**EXTRAIT:**
╭──
A moins que le «plan» du gouvernement ne soit de suivre le scénario défendu bec et ongles par Henri Proglio, l'ancien PDG d'EDF pendant la préparation de la loi : absolument tout électrifier, chauffage et mobilité. Et ainsi parvenir aux 50% en 2025 tout en prolongeant les centrales grâce à une explosion de la consommation. Ce qui permettrait de comprendre l'obsession de Ségolène Royal pour les voitures électriques, entre autres. «Sauf qu'en 2025, la consommation du parc de véhicules électrifiable ne représentera pas grand-chose, deux réacteurs maximum. Et que la politique d'efficacité énergétique affichée par la ministre va exactement à l'encontre d'une telle augmentation !», remarque Thierry Salomon. Là non plus, donc, l'équation ne tient pas la route.
Finances d’EDF en berne
Que signifie donc la déclaration de Ségolène Royal ? Certains estiment qu'elle parle a priori d'un allongement de la durée d'amortissement des centrales. Pas forcément de la durée de vie réelle de 100% des centrales. «Mais c'est ambigu, et probablement volontairement», remarque un acteur du monde de l'énergie. «Il semblerait que l'Etat ait très peur des compensations ou indemnisations que pourrait demander EDF s'il lui impose de fermer des réacteurs. Mais j'avoue ne pas bien comprendre ce point, car l'Etat est très majoritairement actionnaire d'EDF et percevrait des dividendes qui pourraient compenser en partie les coûts d'une indemnisation.»
Pour Anne Bringault, chargée du dossier «transition énergétique» pour plusieurs ONG et associations, «jouer avec les écritures comptables d'amortissement des réacteurs pour faire remonter le cours des actions d'EDF ne fait pas une politique énergétique d'avenir. Il est temps de clairement donner la priorité aux investissements dans les économies d'énergie et les énergies renouvelables, plutôt qu'aux profits de très court terme qui nous conduisent dans une impasse. Dans tous les cas, ce que propose Ségolène Royal amène à augmenter encore le problème de surcapacités pour la production d'électricité, ce qui pénalise les producteurs car cela génère des prix de marché trop bas».
╰──
**LES CONSIGNES:**
- a) Traduisez en anglais cette phrase de l'extrait sur EDF : « Là non plus, donc, l'équation ne tient pas la route. »
- b) Donnez tel quel le passage de l'extrait sur EDF qui s'ouvre sur les mots « A moins que » et se referme sur « pas la route. ».

**DONNÉES FOURNIES:**
╭──
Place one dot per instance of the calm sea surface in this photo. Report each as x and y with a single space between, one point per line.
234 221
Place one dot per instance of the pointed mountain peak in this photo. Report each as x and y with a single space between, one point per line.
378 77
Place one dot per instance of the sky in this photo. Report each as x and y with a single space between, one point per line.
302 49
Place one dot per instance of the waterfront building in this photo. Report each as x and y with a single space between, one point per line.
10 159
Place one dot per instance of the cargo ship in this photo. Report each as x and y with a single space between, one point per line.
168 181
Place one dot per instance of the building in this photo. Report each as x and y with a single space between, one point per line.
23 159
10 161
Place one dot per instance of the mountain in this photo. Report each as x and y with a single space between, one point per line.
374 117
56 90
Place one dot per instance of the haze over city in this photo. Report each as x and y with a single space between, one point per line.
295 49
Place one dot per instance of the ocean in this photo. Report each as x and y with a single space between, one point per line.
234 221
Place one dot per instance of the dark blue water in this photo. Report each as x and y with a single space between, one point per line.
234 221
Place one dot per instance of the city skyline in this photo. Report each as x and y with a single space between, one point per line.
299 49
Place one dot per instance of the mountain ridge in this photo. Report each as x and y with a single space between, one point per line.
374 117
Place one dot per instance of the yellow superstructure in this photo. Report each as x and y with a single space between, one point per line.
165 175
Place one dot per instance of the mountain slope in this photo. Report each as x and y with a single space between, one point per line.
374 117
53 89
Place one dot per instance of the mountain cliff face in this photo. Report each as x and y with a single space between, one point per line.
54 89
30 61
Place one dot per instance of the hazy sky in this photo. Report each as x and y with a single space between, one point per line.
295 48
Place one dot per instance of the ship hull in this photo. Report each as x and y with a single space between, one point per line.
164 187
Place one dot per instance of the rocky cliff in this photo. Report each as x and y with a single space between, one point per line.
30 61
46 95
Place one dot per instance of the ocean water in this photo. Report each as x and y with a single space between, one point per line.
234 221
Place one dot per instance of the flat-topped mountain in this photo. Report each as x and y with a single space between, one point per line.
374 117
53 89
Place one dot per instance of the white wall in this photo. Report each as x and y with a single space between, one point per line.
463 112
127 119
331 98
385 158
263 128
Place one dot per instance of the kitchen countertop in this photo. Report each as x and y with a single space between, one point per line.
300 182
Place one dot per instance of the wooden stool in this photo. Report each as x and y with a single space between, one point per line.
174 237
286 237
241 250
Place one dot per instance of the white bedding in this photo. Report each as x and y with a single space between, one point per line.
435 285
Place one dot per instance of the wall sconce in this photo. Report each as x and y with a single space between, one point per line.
╰──
**CORRIGÉ DÉTAILLÉ:**
- a) Here too, then, the equation doesn't hold up.

- b)
A moins que le «plan» du gouvernement ne soit de suivre le scénario défendu bec et ongles par Henri Proglio, l'ancien PDG d'EDF pendant la préparation de la loi : absolument tout électrifier, chauffage et mobilité. Et ainsi parvenir aux 50% en 2025 tout en prolongeant les centrales grâce à une explosion de la consommation. Ce qui permettrait de comprendre l'obsession de Ségolène Royal pour les voitures électriques, entre autres. «Sauf qu'en 2025, la consommation du parc de véhicules électrifiable ne représentera pas grand-chose, deux réacteurs maximum. Et que la politique d'efficacité énergétique affichée par la ministre va exactement à l'encontre d'une telle augmentation !», remarque Thierry Salomon. Là non plus, donc, l'équation ne tient pas la route.